§ **The records**
>> start

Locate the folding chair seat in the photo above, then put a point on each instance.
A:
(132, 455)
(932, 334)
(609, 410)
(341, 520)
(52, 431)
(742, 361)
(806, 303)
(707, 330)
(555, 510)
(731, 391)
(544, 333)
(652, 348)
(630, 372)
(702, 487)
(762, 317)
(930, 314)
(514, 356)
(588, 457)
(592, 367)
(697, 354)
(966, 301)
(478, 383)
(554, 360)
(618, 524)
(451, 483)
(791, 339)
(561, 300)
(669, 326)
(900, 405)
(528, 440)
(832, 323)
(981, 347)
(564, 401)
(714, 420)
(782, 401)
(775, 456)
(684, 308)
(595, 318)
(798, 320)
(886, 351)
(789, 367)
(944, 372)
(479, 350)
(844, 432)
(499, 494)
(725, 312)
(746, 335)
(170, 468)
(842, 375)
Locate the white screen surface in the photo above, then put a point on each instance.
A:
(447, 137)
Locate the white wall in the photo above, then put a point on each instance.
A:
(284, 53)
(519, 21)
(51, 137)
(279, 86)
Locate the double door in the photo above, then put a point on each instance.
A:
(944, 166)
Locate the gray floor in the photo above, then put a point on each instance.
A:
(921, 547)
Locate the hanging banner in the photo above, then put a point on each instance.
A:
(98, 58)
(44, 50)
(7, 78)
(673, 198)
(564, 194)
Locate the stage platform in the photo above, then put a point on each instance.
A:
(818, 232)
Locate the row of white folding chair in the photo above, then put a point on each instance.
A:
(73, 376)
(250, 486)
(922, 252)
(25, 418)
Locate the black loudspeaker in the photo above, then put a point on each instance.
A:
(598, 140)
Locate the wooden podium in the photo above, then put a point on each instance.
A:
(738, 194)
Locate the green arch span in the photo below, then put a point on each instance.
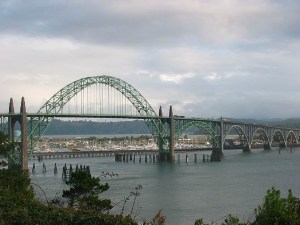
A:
(209, 129)
(56, 103)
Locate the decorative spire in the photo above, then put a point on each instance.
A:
(23, 107)
(11, 106)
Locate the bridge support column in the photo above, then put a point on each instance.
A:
(172, 134)
(246, 148)
(267, 146)
(19, 159)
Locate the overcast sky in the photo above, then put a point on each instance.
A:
(207, 58)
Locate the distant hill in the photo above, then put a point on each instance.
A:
(60, 127)
(276, 122)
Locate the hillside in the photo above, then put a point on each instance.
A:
(60, 127)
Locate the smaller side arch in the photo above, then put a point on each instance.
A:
(242, 135)
(266, 140)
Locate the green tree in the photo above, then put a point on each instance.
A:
(84, 191)
(276, 210)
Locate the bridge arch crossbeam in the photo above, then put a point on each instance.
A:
(279, 135)
(290, 136)
(264, 134)
(210, 128)
(241, 130)
(56, 103)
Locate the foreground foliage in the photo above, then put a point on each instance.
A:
(275, 210)
(18, 206)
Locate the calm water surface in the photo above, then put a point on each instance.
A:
(188, 191)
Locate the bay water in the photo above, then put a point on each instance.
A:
(184, 191)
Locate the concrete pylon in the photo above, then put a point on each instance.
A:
(22, 119)
(24, 144)
(172, 134)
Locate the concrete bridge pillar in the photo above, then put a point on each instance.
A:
(172, 134)
(22, 143)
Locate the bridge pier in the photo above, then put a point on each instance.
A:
(267, 146)
(246, 148)
(172, 136)
(21, 160)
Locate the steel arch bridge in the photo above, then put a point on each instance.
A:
(166, 129)
(57, 102)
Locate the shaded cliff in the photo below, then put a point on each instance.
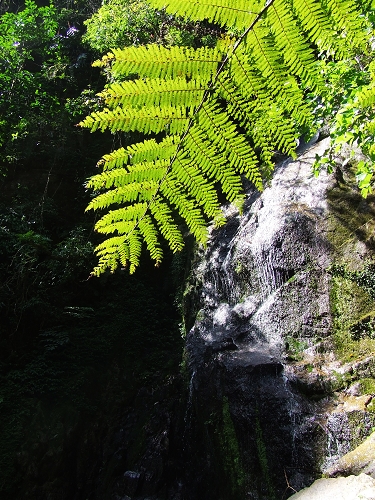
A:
(280, 341)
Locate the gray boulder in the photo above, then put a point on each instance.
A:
(360, 487)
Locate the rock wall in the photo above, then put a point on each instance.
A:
(279, 311)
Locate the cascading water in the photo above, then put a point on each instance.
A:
(264, 305)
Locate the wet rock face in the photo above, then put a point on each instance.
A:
(262, 351)
(350, 488)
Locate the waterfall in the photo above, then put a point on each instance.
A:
(257, 407)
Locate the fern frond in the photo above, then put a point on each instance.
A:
(151, 120)
(319, 26)
(155, 92)
(296, 52)
(345, 16)
(237, 15)
(156, 61)
(174, 193)
(150, 233)
(222, 113)
(366, 97)
(168, 228)
(140, 172)
(131, 213)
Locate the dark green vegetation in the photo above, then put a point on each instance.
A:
(82, 359)
(215, 114)
(74, 351)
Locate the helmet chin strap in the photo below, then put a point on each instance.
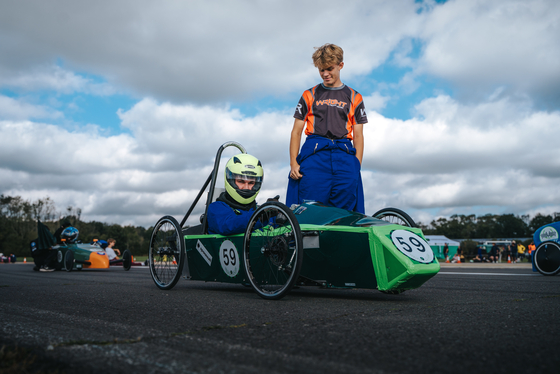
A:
(226, 198)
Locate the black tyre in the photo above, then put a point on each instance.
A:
(127, 260)
(273, 250)
(547, 258)
(166, 253)
(69, 260)
(394, 215)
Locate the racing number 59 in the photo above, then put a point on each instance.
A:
(229, 256)
(415, 242)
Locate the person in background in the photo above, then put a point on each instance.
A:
(57, 234)
(494, 254)
(112, 252)
(513, 250)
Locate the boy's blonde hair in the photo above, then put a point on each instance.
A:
(327, 55)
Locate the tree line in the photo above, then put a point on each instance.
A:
(489, 226)
(18, 226)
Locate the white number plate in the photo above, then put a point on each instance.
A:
(412, 246)
(229, 258)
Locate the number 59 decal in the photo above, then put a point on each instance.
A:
(229, 258)
(412, 246)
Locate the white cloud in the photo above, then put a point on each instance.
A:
(375, 101)
(443, 159)
(479, 45)
(195, 51)
(14, 109)
(486, 147)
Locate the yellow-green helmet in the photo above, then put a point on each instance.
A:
(247, 168)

>> end

§ **Task**
Write out all the entries word for word, but skip any images.

§ **The output**
Locate the folding chair seat in the photo above, then put a point on each instance.
A:
(132, 455)
(932, 334)
(609, 410)
(341, 520)
(52, 431)
(742, 361)
(806, 303)
(707, 330)
(555, 510)
(731, 391)
(544, 333)
(652, 348)
(630, 372)
(702, 487)
(762, 317)
(930, 314)
(514, 356)
(588, 457)
(592, 367)
(697, 354)
(966, 301)
(478, 383)
(554, 360)
(618, 524)
(451, 483)
(791, 339)
(561, 300)
(669, 326)
(900, 405)
(528, 440)
(832, 323)
(981, 347)
(564, 401)
(714, 420)
(782, 401)
(775, 456)
(684, 308)
(595, 318)
(798, 320)
(886, 351)
(789, 367)
(944, 372)
(479, 350)
(844, 432)
(499, 494)
(725, 312)
(746, 335)
(170, 468)
(842, 375)
Locate the white screen surface in the photo above, then put a point on each instance.
A:
(447, 137)
Locate the white wall in the photo above, then put a point on each instance.
A:
(284, 53)
(519, 21)
(51, 137)
(279, 86)
Locate the double door in the photo above, then put a point on each instance.
A:
(944, 166)
Locate the gray floor in the photo above, then put a point on each instance.
A:
(921, 547)
Locate the hanging banner in the photo above, then put a point on each instance.
A:
(98, 58)
(44, 50)
(7, 78)
(673, 198)
(564, 194)
Locate the stage platform in the photo above, then put a point on each instance.
A:
(818, 232)
Locate the row of white folding chair in the photo above, then put a point on each instance.
A:
(73, 376)
(250, 486)
(922, 252)
(25, 418)
Locate the black loudspeaker in the photo above, then put a point on each instance.
A:
(598, 140)
Locate the wooden podium in the photo above, then put a point on each instance.
A:
(738, 194)
Locate the green arch span in the photo below, then put a point on each instance.
A:
(209, 129)
(56, 103)
Locate the decorative spire in the photo above, then put a point on each instance.
A:
(23, 107)
(11, 106)
Locate the bridge support column in the photo above, then put a point on each instance.
A:
(172, 134)
(246, 148)
(267, 146)
(19, 159)
Locate the overcast sky in the photo above, then put a point on each instance.
A:
(207, 58)
Locate the distant hill in the photo above, then put a point on each instance.
A:
(60, 127)
(276, 122)
Locate the hillside in the photo above, then put a point on each instance.
A:
(60, 127)
Locate the smaller side arch in the photo above, then put a point on each instance.
A:
(242, 135)
(266, 140)
Locate the green tree in the photo above, then put a point on each instance.
A:
(84, 191)
(276, 210)
Locate the bridge arch crossbeam in the photo above, then put a point on each instance.
A:
(279, 135)
(290, 136)
(264, 134)
(210, 128)
(241, 130)
(56, 103)
Locate the foreground foliage in the photo above, then put a point on each instance.
A:
(275, 210)
(18, 206)
Locate the calm water surface in the photo above, then put a point on each instance.
A:
(188, 191)
Locate the bay water in the photo above, then put a point on each instance.
A:
(184, 191)
Locate the concrete pylon in the photo above, then put a point on each instance.
A:
(22, 119)
(24, 144)
(172, 134)
Locate the concrete bridge pillar in the photo above, then put a point on each instance.
A:
(172, 134)
(22, 143)
Locate the bridge pier in the photo above, then put a point on each instance.
A:
(267, 146)
(246, 148)
(172, 136)
(21, 160)
Locate the steel arch bridge in the photo above, then put a point on each instance.
A:
(166, 129)
(57, 102)
Locate the shaded cliff in the photo below, then put a point on each instance.
A:
(280, 341)
Locate the gray boulder in the photo above, then put a point on each instance.
A:
(360, 487)
Locate the rock wall in the photo above, then put a point on each instance.
A:
(279, 311)
Locate the cascading water in the photo above, then put a point on each instance.
A:
(264, 305)
Locate the wet rock face in the photo above, then put a point on each instance.
A:
(262, 351)
(350, 488)
Locate the waterfall in the photo above, then put a point on each instance.
A:
(257, 407)
Locate the fern frond in the photo above, then put a point on each instance.
A:
(151, 120)
(319, 26)
(155, 92)
(296, 52)
(345, 16)
(237, 15)
(156, 61)
(174, 193)
(150, 233)
(222, 113)
(366, 97)
(168, 228)
(140, 172)
(131, 213)
Locate the dark green vegetation in the photo above, then put a point on each instance.
A:
(82, 359)
(215, 114)
(74, 351)
Locate the helmet chin strap in the photo below, then put a point on each instance.
A:
(226, 198)
Locate the black tyre in the photo above, then put a point on each instance.
A:
(127, 260)
(273, 250)
(547, 258)
(166, 253)
(69, 260)
(394, 215)
Locate the racing number 59 in the photo above, then put a point on each instance.
A:
(229, 256)
(415, 242)
Locate the person in background in the photo above, then put a point on each instance.
A:
(57, 234)
(494, 254)
(112, 252)
(513, 250)
Locate the boy's blonde hair in the photo above, then put a point on each instance.
A:
(327, 55)
Locate the tree line in the photo above, then put a point on each instance.
A:
(489, 226)
(18, 226)
Locate the white number plate in the photo above, then put a point on each instance.
A:
(412, 246)
(229, 258)
Locate the number 59 decal in the photo above, then put a point on each instance.
A:
(229, 258)
(412, 246)
Locate the white cloud in the photo above, then put a point on each instance.
A:
(375, 101)
(443, 159)
(479, 45)
(195, 51)
(14, 109)
(486, 147)
Locate the yellow-green helmet in the photo above, then put a point on each instance.
A:
(247, 168)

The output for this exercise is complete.